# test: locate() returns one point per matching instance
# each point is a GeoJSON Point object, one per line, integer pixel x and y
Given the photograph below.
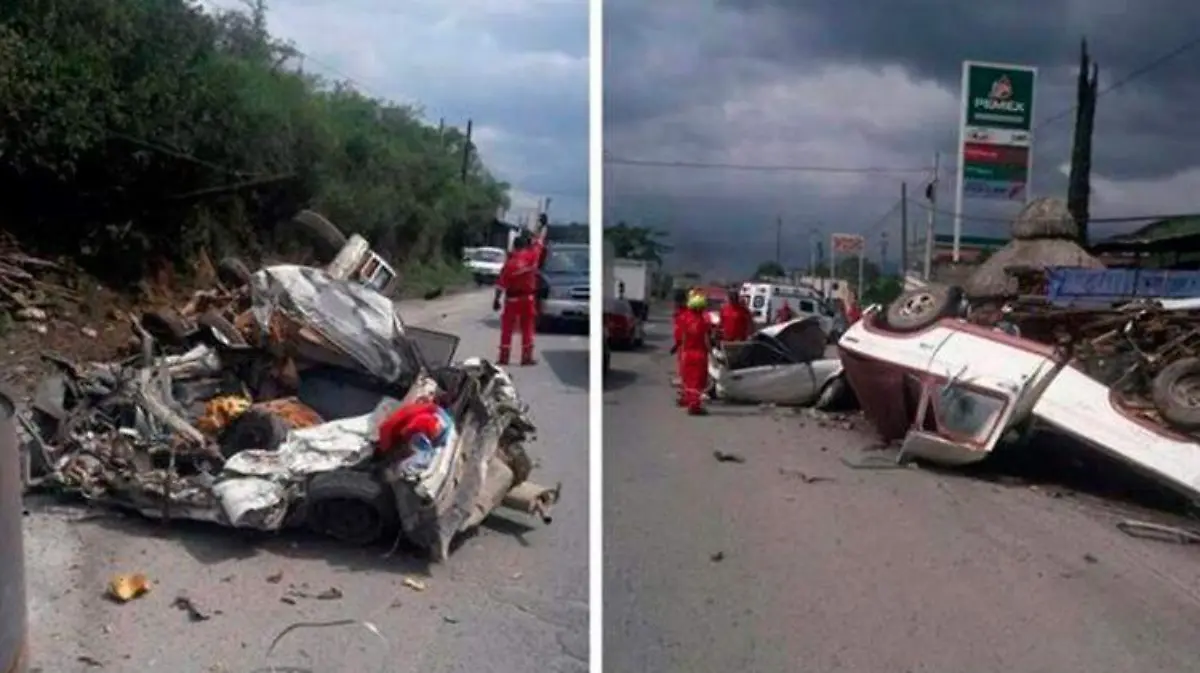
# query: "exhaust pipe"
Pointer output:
{"type": "Point", "coordinates": [13, 610]}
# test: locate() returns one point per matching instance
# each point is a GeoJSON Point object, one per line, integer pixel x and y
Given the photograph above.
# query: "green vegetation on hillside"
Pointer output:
{"type": "Point", "coordinates": [148, 130]}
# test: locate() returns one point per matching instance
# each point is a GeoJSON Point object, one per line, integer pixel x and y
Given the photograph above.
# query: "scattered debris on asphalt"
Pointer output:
{"type": "Point", "coordinates": [803, 476]}
{"type": "Point", "coordinates": [124, 588]}
{"type": "Point", "coordinates": [195, 613]}
{"type": "Point", "coordinates": [1159, 532]}
{"type": "Point", "coordinates": [370, 626]}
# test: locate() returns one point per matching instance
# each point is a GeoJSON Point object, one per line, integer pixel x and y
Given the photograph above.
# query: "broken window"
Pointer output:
{"type": "Point", "coordinates": [967, 413]}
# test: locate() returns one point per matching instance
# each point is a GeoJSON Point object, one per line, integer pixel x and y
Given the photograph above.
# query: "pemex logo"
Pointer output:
{"type": "Point", "coordinates": [1001, 89]}
{"type": "Point", "coordinates": [1000, 98]}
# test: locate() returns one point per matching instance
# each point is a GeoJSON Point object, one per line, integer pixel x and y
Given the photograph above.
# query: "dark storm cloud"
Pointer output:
{"type": "Point", "coordinates": [666, 60]}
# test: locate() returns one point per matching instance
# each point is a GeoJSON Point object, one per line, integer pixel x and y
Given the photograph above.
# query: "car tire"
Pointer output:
{"type": "Point", "coordinates": [233, 272]}
{"type": "Point", "coordinates": [255, 430]}
{"type": "Point", "coordinates": [327, 239]}
{"type": "Point", "coordinates": [223, 329]}
{"type": "Point", "coordinates": [351, 506]}
{"type": "Point", "coordinates": [1176, 394]}
{"type": "Point", "coordinates": [167, 325]}
{"type": "Point", "coordinates": [923, 307]}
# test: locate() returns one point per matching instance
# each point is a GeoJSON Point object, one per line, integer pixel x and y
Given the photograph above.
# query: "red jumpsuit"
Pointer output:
{"type": "Point", "coordinates": [519, 280]}
{"type": "Point", "coordinates": [736, 322]}
{"type": "Point", "coordinates": [694, 346]}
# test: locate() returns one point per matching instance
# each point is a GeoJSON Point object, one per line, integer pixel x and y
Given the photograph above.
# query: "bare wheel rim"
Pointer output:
{"type": "Point", "coordinates": [917, 305]}
{"type": "Point", "coordinates": [1186, 391]}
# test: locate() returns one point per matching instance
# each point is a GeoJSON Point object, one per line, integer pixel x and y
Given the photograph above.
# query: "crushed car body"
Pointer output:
{"type": "Point", "coordinates": [1122, 380]}
{"type": "Point", "coordinates": [271, 419]}
{"type": "Point", "coordinates": [781, 364]}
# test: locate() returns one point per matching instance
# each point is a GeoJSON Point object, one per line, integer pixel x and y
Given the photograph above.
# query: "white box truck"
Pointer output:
{"type": "Point", "coordinates": [633, 282]}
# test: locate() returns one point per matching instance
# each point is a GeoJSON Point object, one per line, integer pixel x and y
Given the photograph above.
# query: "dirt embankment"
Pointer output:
{"type": "Point", "coordinates": [51, 305]}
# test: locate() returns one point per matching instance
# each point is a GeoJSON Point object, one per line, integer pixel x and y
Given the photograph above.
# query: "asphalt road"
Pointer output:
{"type": "Point", "coordinates": [510, 599]}
{"type": "Point", "coordinates": [717, 566]}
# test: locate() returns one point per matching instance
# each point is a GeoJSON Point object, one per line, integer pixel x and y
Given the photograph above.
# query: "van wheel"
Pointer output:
{"type": "Point", "coordinates": [328, 239]}
{"type": "Point", "coordinates": [1176, 394]}
{"type": "Point", "coordinates": [919, 308]}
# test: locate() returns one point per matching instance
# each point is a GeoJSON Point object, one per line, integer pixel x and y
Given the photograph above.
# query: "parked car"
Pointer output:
{"type": "Point", "coordinates": [565, 289]}
{"type": "Point", "coordinates": [781, 364]}
{"type": "Point", "coordinates": [624, 328]}
{"type": "Point", "coordinates": [484, 263]}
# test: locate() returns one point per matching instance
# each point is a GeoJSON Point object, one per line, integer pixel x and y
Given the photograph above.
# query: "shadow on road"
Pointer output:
{"type": "Point", "coordinates": [617, 379]}
{"type": "Point", "coordinates": [1063, 466]}
{"type": "Point", "coordinates": [211, 544]}
{"type": "Point", "coordinates": [569, 366]}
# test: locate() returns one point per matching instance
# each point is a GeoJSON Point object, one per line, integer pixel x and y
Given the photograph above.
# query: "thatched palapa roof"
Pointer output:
{"type": "Point", "coordinates": [1044, 235]}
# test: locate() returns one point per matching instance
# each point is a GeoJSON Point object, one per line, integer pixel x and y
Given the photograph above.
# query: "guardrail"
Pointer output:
{"type": "Point", "coordinates": [13, 611]}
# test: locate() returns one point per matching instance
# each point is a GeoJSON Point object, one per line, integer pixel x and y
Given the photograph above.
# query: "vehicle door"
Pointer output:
{"type": "Point", "coordinates": [775, 366]}
{"type": "Point", "coordinates": [977, 389]}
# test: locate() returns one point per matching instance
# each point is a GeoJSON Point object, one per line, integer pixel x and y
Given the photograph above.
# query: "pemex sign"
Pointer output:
{"type": "Point", "coordinates": [996, 139]}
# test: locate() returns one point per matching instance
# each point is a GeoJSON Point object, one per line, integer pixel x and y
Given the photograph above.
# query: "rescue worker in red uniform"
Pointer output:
{"type": "Point", "coordinates": [519, 282]}
{"type": "Point", "coordinates": [785, 313]}
{"type": "Point", "coordinates": [694, 346]}
{"type": "Point", "coordinates": [681, 301]}
{"type": "Point", "coordinates": [736, 319]}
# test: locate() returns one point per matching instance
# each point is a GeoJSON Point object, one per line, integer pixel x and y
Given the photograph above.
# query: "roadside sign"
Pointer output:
{"type": "Point", "coordinates": [999, 97]}
{"type": "Point", "coordinates": [995, 137]}
{"type": "Point", "coordinates": [849, 244]}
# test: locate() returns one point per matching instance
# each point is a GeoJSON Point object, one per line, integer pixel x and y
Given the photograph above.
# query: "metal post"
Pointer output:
{"type": "Point", "coordinates": [862, 269]}
{"type": "Point", "coordinates": [904, 229]}
{"type": "Point", "coordinates": [929, 223]}
{"type": "Point", "coordinates": [959, 162]}
{"type": "Point", "coordinates": [779, 241]}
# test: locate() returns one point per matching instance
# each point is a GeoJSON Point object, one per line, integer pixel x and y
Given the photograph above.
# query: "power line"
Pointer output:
{"type": "Point", "coordinates": [1123, 220]}
{"type": "Point", "coordinates": [759, 167]}
{"type": "Point", "coordinates": [1129, 77]}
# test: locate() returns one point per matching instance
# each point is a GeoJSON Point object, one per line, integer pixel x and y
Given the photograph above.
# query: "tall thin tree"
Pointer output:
{"type": "Point", "coordinates": [1079, 187]}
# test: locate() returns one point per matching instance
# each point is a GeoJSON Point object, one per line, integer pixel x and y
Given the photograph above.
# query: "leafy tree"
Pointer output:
{"type": "Point", "coordinates": [769, 269]}
{"type": "Point", "coordinates": [637, 242]}
{"type": "Point", "coordinates": [150, 130]}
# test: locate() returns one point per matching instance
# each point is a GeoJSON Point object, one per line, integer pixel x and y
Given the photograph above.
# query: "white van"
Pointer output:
{"type": "Point", "coordinates": [766, 299]}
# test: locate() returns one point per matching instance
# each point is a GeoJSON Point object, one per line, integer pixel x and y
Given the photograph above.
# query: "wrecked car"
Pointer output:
{"type": "Point", "coordinates": [953, 390]}
{"type": "Point", "coordinates": [781, 364]}
{"type": "Point", "coordinates": [275, 424]}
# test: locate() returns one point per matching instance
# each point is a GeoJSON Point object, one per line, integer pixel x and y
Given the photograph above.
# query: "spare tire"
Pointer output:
{"type": "Point", "coordinates": [1176, 394]}
{"type": "Point", "coordinates": [167, 326]}
{"type": "Point", "coordinates": [233, 272]}
{"type": "Point", "coordinates": [352, 506]}
{"type": "Point", "coordinates": [325, 238]}
{"type": "Point", "coordinates": [923, 307]}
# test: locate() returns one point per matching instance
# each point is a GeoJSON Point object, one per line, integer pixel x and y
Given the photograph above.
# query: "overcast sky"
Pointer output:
{"type": "Point", "coordinates": [875, 83]}
{"type": "Point", "coordinates": [517, 67]}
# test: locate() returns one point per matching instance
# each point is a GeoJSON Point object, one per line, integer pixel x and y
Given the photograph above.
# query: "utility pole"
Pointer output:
{"type": "Point", "coordinates": [931, 196]}
{"type": "Point", "coordinates": [904, 228]}
{"type": "Point", "coordinates": [466, 152]}
{"type": "Point", "coordinates": [813, 252]}
{"type": "Point", "coordinates": [779, 241]}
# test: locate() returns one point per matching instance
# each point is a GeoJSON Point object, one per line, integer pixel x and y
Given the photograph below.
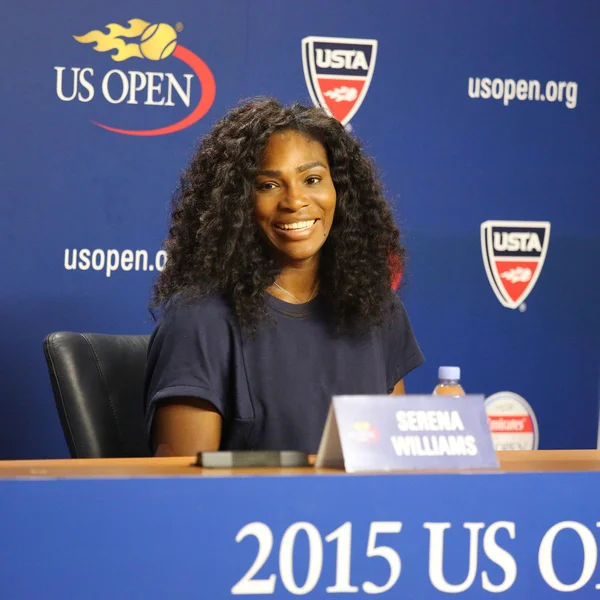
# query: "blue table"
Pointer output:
{"type": "Point", "coordinates": [162, 529]}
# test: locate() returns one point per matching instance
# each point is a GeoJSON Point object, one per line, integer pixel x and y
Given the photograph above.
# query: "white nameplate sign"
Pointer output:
{"type": "Point", "coordinates": [385, 433]}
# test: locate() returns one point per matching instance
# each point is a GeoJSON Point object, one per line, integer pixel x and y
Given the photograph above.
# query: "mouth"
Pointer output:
{"type": "Point", "coordinates": [297, 226]}
{"type": "Point", "coordinates": [299, 230]}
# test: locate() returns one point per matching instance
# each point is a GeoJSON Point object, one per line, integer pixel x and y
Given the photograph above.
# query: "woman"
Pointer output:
{"type": "Point", "coordinates": [276, 294]}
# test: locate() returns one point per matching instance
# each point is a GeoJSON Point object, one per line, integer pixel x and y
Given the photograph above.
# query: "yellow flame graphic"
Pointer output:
{"type": "Point", "coordinates": [156, 41]}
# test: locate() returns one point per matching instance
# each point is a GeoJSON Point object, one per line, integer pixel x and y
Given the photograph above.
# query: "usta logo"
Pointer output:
{"type": "Point", "coordinates": [513, 254]}
{"type": "Point", "coordinates": [154, 42]}
{"type": "Point", "coordinates": [338, 73]}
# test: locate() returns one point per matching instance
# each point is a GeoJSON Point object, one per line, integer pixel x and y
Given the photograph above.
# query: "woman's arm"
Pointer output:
{"type": "Point", "coordinates": [186, 426]}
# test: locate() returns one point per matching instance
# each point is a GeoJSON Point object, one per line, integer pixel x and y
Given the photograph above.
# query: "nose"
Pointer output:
{"type": "Point", "coordinates": [293, 199]}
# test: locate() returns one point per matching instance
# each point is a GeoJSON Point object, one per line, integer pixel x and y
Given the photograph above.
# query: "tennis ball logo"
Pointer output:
{"type": "Point", "coordinates": [151, 41]}
{"type": "Point", "coordinates": [158, 41]}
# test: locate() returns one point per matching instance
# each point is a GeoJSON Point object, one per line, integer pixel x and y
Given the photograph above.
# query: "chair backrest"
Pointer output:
{"type": "Point", "coordinates": [98, 386]}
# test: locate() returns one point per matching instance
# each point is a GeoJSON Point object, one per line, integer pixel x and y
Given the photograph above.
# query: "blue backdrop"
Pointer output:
{"type": "Point", "coordinates": [449, 161]}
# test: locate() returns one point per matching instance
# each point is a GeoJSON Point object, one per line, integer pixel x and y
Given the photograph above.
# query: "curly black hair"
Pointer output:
{"type": "Point", "coordinates": [215, 245]}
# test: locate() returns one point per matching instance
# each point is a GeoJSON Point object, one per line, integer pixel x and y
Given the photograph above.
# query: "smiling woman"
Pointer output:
{"type": "Point", "coordinates": [277, 293]}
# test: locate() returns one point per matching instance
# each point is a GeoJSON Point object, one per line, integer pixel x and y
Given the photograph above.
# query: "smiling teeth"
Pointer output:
{"type": "Point", "coordinates": [299, 225]}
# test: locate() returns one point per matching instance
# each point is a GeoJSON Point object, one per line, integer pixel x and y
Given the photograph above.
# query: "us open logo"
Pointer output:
{"type": "Point", "coordinates": [152, 45]}
{"type": "Point", "coordinates": [513, 254]}
{"type": "Point", "coordinates": [338, 73]}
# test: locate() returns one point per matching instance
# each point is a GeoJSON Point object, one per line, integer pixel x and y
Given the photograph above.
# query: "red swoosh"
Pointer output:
{"type": "Point", "coordinates": [207, 83]}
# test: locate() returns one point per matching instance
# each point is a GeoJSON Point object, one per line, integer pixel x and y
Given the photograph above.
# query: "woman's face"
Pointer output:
{"type": "Point", "coordinates": [295, 196]}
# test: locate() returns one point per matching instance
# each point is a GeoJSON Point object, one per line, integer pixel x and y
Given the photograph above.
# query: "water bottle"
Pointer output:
{"type": "Point", "coordinates": [449, 384]}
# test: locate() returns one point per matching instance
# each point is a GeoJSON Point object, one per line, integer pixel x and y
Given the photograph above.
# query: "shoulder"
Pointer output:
{"type": "Point", "coordinates": [394, 312]}
{"type": "Point", "coordinates": [207, 318]}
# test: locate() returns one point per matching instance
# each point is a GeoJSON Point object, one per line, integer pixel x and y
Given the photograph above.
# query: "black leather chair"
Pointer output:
{"type": "Point", "coordinates": [98, 383]}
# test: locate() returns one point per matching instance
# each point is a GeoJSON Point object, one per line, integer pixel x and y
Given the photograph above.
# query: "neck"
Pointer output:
{"type": "Point", "coordinates": [299, 279]}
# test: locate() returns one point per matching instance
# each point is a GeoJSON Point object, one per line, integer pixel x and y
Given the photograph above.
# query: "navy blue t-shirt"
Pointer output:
{"type": "Point", "coordinates": [273, 389]}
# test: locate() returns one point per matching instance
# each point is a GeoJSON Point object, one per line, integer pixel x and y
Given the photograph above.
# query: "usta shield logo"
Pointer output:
{"type": "Point", "coordinates": [140, 41]}
{"type": "Point", "coordinates": [338, 73]}
{"type": "Point", "coordinates": [513, 254]}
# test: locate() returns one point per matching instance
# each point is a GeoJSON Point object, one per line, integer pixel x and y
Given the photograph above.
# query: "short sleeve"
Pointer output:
{"type": "Point", "coordinates": [189, 356]}
{"type": "Point", "coordinates": [401, 350]}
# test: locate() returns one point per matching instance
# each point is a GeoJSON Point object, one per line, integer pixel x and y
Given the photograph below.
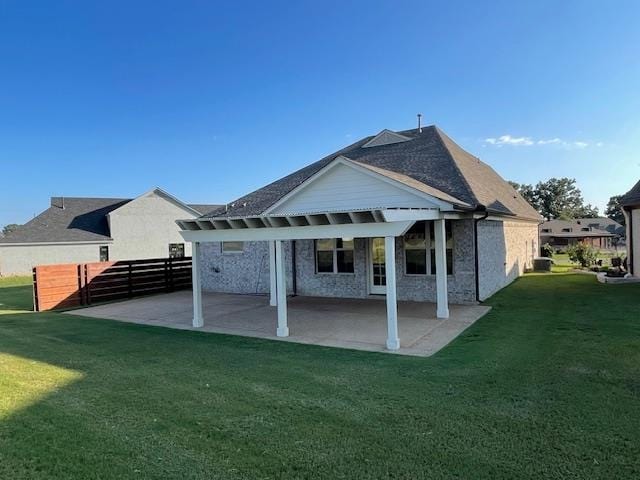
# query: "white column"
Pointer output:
{"type": "Point", "coordinates": [273, 299]}
{"type": "Point", "coordinates": [196, 282]}
{"type": "Point", "coordinates": [441, 269]}
{"type": "Point", "coordinates": [393, 342]}
{"type": "Point", "coordinates": [281, 288]}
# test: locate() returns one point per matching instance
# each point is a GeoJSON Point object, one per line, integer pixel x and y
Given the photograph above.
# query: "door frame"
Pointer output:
{"type": "Point", "coordinates": [371, 288]}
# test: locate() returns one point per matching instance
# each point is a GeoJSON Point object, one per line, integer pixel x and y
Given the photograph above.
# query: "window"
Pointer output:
{"type": "Point", "coordinates": [176, 250]}
{"type": "Point", "coordinates": [418, 241]}
{"type": "Point", "coordinates": [232, 247]}
{"type": "Point", "coordinates": [334, 255]}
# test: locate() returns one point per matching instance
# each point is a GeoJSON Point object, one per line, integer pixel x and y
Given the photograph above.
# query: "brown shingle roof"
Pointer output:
{"type": "Point", "coordinates": [632, 197]}
{"type": "Point", "coordinates": [430, 158]}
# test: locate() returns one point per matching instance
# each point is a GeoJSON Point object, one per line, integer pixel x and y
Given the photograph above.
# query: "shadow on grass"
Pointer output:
{"type": "Point", "coordinates": [18, 298]}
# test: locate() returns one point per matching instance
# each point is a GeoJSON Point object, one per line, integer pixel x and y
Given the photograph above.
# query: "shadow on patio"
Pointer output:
{"type": "Point", "coordinates": [346, 323]}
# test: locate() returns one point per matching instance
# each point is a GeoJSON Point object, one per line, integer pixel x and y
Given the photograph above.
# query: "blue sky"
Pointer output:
{"type": "Point", "coordinates": [212, 100]}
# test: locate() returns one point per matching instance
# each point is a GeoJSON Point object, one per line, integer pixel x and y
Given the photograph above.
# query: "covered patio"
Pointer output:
{"type": "Point", "coordinates": [345, 323]}
{"type": "Point", "coordinates": [340, 201]}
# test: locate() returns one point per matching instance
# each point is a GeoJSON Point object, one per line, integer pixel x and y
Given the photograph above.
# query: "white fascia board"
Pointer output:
{"type": "Point", "coordinates": [311, 232]}
{"type": "Point", "coordinates": [342, 160]}
{"type": "Point", "coordinates": [411, 215]}
{"type": "Point", "coordinates": [425, 214]}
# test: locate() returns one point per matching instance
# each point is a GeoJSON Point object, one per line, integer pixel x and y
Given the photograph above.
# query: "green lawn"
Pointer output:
{"type": "Point", "coordinates": [547, 385]}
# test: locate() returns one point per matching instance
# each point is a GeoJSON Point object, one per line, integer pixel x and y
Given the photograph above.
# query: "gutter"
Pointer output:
{"type": "Point", "coordinates": [483, 209]}
{"type": "Point", "coordinates": [629, 210]}
{"type": "Point", "coordinates": [70, 242]}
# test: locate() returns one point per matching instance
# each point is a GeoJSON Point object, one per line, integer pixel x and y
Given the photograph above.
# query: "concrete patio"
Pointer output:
{"type": "Point", "coordinates": [346, 323]}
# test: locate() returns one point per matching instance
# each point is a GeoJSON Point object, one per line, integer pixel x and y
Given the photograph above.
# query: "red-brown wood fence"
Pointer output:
{"type": "Point", "coordinates": [77, 284]}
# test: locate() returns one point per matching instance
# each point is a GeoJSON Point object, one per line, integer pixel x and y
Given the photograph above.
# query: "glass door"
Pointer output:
{"type": "Point", "coordinates": [377, 275]}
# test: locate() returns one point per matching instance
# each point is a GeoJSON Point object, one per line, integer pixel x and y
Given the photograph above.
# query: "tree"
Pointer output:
{"type": "Point", "coordinates": [614, 210]}
{"type": "Point", "coordinates": [528, 192]}
{"type": "Point", "coordinates": [561, 198]}
{"type": "Point", "coordinates": [557, 198]}
{"type": "Point", "coordinates": [9, 228]}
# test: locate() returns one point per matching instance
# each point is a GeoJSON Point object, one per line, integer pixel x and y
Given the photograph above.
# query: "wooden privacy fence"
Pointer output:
{"type": "Point", "coordinates": [77, 284]}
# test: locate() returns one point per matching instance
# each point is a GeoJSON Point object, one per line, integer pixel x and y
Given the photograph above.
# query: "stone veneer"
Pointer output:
{"type": "Point", "coordinates": [248, 272]}
{"type": "Point", "coordinates": [506, 250]}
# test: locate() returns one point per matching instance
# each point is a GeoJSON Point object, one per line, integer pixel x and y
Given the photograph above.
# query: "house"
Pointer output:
{"type": "Point", "coordinates": [75, 230]}
{"type": "Point", "coordinates": [630, 203]}
{"type": "Point", "coordinates": [404, 215]}
{"type": "Point", "coordinates": [601, 233]}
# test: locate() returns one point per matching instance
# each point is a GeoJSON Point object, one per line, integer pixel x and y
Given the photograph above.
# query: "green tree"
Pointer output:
{"type": "Point", "coordinates": [528, 192]}
{"type": "Point", "coordinates": [614, 210]}
{"type": "Point", "coordinates": [9, 228]}
{"type": "Point", "coordinates": [561, 198]}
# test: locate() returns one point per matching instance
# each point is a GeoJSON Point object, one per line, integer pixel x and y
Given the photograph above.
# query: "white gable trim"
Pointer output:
{"type": "Point", "coordinates": [386, 137]}
{"type": "Point", "coordinates": [342, 160]}
{"type": "Point", "coordinates": [167, 196]}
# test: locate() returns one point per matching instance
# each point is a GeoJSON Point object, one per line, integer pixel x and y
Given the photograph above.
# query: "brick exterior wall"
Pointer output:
{"type": "Point", "coordinates": [248, 272]}
{"type": "Point", "coordinates": [506, 249]}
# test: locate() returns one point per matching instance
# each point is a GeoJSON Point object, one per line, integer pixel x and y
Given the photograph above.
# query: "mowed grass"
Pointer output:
{"type": "Point", "coordinates": [16, 295]}
{"type": "Point", "coordinates": [547, 385]}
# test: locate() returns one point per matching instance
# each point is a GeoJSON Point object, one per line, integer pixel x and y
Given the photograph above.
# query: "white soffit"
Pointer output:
{"type": "Point", "coordinates": [386, 137]}
{"type": "Point", "coordinates": [345, 186]}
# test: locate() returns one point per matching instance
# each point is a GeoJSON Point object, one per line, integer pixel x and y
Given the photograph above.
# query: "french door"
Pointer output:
{"type": "Point", "coordinates": [377, 266]}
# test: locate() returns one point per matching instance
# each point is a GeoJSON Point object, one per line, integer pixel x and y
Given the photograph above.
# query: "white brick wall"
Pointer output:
{"type": "Point", "coordinates": [506, 249]}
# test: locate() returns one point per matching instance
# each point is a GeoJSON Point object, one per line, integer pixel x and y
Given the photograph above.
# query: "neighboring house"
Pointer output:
{"type": "Point", "coordinates": [408, 214]}
{"type": "Point", "coordinates": [75, 230]}
{"type": "Point", "coordinates": [630, 203]}
{"type": "Point", "coordinates": [602, 233]}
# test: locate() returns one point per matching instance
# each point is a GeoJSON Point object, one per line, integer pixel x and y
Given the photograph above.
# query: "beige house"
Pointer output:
{"type": "Point", "coordinates": [77, 230]}
{"type": "Point", "coordinates": [630, 203]}
{"type": "Point", "coordinates": [401, 215]}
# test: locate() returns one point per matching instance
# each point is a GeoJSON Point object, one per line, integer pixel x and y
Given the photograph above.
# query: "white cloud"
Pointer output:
{"type": "Point", "coordinates": [549, 142]}
{"type": "Point", "coordinates": [509, 140]}
{"type": "Point", "coordinates": [529, 141]}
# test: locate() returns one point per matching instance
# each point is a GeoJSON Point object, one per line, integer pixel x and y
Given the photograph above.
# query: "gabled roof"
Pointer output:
{"type": "Point", "coordinates": [632, 197]}
{"type": "Point", "coordinates": [429, 158]}
{"type": "Point", "coordinates": [205, 208]}
{"type": "Point", "coordinates": [68, 220]}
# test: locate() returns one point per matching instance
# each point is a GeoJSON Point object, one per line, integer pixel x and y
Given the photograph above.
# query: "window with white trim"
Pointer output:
{"type": "Point", "coordinates": [420, 249]}
{"type": "Point", "coordinates": [334, 255]}
{"type": "Point", "coordinates": [232, 247]}
{"type": "Point", "coordinates": [176, 250]}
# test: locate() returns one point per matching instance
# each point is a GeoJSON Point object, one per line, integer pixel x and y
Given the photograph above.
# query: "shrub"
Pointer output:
{"type": "Point", "coordinates": [582, 253]}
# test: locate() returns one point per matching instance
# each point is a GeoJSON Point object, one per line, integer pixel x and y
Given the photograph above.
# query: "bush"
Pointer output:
{"type": "Point", "coordinates": [582, 253]}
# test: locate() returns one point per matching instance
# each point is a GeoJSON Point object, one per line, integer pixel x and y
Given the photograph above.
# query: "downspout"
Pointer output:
{"type": "Point", "coordinates": [294, 273]}
{"type": "Point", "coordinates": [629, 211]}
{"type": "Point", "coordinates": [479, 208]}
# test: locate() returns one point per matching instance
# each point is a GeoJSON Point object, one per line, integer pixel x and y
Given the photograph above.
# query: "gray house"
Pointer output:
{"type": "Point", "coordinates": [76, 230]}
{"type": "Point", "coordinates": [601, 233]}
{"type": "Point", "coordinates": [407, 215]}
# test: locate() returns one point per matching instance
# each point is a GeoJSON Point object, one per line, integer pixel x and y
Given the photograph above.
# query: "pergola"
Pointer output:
{"type": "Point", "coordinates": [275, 229]}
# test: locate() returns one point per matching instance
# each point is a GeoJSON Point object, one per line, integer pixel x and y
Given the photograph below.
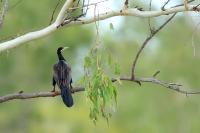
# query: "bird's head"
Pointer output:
{"type": "Point", "coordinates": [61, 49]}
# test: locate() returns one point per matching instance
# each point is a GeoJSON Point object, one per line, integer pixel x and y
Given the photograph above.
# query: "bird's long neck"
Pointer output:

________________

GIVEN INSTRUCTION => Return each line of the listing above that contains the string "trim".

ANSWER TO THIS TASK =>
# query: "white gable trim"
# query: "window with white trim"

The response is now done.